Brief A: According to the passage on kidney stones, how much more likely does hypertension make people to develop kidney stones?
Brief B: Transcribe the passage on kidney stones, beginning at the words "- Not exercising" and stopping after the words "bowel disease (IBD)".

Exercise text:
= = =
Kidney stones are a painful disorder of the urinary tract, affecting about 10% of Americans. Stones occur 2 times more often in men than in women. The pain of having a stone has been compared to that of childbirth. The stones grow slowly over several months or years and are made of hard deposits of various minerals, including calcium, uric acid, and oxalate.
Asymptomatic stones may be found by an x-ray for an unrelated condition. Or you may have symptoms such as :
- Sudden onset of excruciating pain in the buttocks area
- Abdominal pain
- Nausea and vomiting
- Constant movement to relieve the pain
- Pain in the genital area as the stone moves
- Fever and chills
- Increased age
People develop kidney stones because :
- Their small bowel absorbs too much calcium
- Their diets are too high in calcium or another mineral
- They have intestinal problems
- Urinary tract infections
- They may have inherited a certain disorder that makes their bodies more likely to form kidney stones
- Other factors that increase the risk of kidney stones include:
- Not drinking enough fluids (especially in the summer)
- Not exercising enough, or a sedentary lifestyle
- Hypertension, which makes people nearly 3 times more likely to develop kidney stones
- Poor dietary habits
- Metabolic syndrome
- Family history of kidney stones
- Continual exposure to high temperatures, which makes people nearly 8 times more likely to form kidney stones
- Other medical conditions, such as gout, chronic diarrhoea, certain cancers, and inflammatory bowel disease (IBD)
= = =
[Data excerpts]
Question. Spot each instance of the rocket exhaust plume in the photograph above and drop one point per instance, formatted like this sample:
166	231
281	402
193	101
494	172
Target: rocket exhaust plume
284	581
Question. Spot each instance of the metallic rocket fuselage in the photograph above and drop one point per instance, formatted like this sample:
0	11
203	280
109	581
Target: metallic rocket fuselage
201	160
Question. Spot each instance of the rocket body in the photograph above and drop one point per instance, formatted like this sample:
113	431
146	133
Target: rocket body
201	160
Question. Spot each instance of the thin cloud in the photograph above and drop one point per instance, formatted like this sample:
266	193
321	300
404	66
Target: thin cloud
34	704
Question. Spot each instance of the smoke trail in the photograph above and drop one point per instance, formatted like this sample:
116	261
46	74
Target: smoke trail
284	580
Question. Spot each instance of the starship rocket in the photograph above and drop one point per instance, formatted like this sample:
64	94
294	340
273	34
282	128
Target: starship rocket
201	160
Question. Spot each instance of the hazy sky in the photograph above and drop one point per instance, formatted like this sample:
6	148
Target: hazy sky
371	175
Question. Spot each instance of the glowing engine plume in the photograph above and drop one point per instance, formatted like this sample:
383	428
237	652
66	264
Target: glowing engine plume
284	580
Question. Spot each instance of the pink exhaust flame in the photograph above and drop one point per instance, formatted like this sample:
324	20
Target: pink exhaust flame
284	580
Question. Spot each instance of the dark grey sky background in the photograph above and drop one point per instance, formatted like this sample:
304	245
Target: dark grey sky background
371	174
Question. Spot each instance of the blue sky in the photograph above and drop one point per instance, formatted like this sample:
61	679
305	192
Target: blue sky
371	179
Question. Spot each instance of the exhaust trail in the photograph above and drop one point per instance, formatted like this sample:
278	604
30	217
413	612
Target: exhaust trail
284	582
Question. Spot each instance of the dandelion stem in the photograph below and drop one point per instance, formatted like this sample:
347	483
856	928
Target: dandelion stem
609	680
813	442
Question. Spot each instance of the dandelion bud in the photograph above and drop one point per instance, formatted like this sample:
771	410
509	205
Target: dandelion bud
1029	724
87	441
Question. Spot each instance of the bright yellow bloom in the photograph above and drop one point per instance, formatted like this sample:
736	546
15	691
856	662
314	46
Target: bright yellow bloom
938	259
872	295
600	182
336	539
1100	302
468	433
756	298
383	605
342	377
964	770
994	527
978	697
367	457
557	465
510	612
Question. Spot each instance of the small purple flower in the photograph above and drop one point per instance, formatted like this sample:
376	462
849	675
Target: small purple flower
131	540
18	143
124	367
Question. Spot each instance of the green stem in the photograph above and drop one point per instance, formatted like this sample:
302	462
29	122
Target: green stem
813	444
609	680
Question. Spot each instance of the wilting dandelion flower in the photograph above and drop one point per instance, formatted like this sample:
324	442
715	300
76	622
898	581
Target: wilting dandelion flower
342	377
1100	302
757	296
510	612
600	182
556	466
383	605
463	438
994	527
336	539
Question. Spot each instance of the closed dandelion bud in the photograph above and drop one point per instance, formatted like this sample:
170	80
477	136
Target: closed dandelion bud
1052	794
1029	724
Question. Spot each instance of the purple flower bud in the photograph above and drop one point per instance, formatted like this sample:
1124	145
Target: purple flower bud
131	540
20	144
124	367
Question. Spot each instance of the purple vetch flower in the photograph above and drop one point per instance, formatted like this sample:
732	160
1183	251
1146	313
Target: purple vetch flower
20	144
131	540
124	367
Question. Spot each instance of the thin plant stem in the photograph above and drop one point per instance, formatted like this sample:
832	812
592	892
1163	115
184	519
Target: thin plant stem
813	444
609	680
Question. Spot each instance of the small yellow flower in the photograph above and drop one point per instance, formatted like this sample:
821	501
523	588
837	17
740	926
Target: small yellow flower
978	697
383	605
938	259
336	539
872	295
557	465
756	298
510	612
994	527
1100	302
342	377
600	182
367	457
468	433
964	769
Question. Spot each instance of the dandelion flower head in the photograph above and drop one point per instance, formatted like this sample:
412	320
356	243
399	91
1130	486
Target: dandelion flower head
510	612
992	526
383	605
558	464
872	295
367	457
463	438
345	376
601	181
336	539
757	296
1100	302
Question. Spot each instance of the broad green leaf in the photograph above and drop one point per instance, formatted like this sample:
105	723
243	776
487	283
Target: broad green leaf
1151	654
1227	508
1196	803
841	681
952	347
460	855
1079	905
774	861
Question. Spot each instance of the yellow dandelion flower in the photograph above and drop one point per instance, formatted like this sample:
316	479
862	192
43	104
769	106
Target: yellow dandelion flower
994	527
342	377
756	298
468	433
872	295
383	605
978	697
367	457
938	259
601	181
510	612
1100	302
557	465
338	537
= = =
Result A: Nearly 3 times more likely.

Result B:
- Not exercising enough, or a sedentary lifestyle
- Hypertension, which makes people nearly 3 times more likely to develop kidney stones
- Poor dietary habits
- Metabolic syndrome
- Family history of kidney stones
- Continual exposure to high temperatures, which makes people nearly 8 times more likely to form kidney stones
- Other medical conditions, such as gout, chronic diarrhoea, certain cancers, and inflammatory bowel disease (IBD)